■ PROBLEM 1 ■
From the mpol utilities text below, extract everything from "numpy.float64 1D array" down to "wavelength of 3.6 mm.".
■ PROBLEM 2 ■
In the mpol utilities text below, what minimum antenna separation does the default value of min_feasible_q assume?
— START TEXT SHOWN —
Delivers a (nearly) symmetric coordinate array that spans \(N\) elements (where \(N\) is even) from -width to +width, but ensures that the middle point lands on \(0\). The array indices go from \(0\) to \(N -1.\)

Parameters:

width (float) – the width of the array
N (int) – the number of elements in the array

Returns:

the fftspace array

Return type:

numpy.float64 1D array

mpol.utils.check_baselines(q, min_feasible_q=1000.0, max_feasible_q=100000000.0)[source]#

Check if baseline lengths are sensible for expected code unit of [\(\lambda\)], or if instead they’re being supplied in [\(\mathrm{k}\lambda\)].

Parameters:: q (array, unit = \(\lambda\)) – Baseline distribution (all values must be non-negative).

min_feasible_qfloat, unit = \(\lambda\), default=1e3: Minimum baseline in code units expected for a dataset. The default value of 1e3 is a conservative value for ALMA, assuming a minimum antenna separation of ~12 m and maximum observing wavelength of 3.6 mm.
max_feasible_qfloat, unit = \(\lambda\), default=1e8: Maximum baseline in code units expected for a dataset. The default value of 1e8 is a conservative value for ALMA, assuming a maximum antenna separation of ~16 km and minimum observing wavelength of 0.3 mm.
— END TEXT SHOWN —
— START SOURCE MATERIAL —
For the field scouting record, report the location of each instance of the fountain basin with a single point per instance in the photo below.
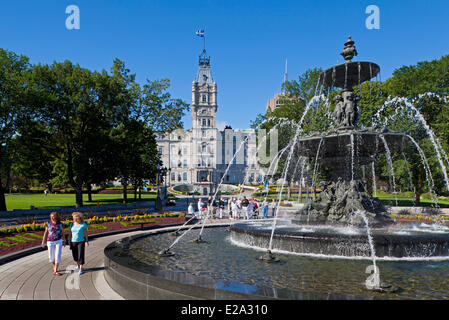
(224, 269)
(349, 74)
(336, 147)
— END SOURCE MATERIAL —
■ RIGHT ANSWER 1 ■
numpy.float64 1D array

mpol.utils.check_baselines(q, min_feasible_q=1000.0, max_feasible_q=100000000.0)[source]#

Check if baseline lengths are sensible for expected code unit of [\(\lambda\)], or if instead they’re being supplied in [\(\mathrm{k}\lambda\)].

Parameters:: q (array, unit = \(\lambda\)) – Baseline distribution (all values must be non-negative).

min_feasible_qfloat, unit = \(\lambda\), default=1e3: Minimum baseline in code units expected for a dataset. The default value of 1e3 is a conservative value for ALMA, assuming a minimum antenna separation of ~12 m and maximum observing wavelength of 3.6 mm.

■ RIGHT ANSWER 2 ■
About 12 m.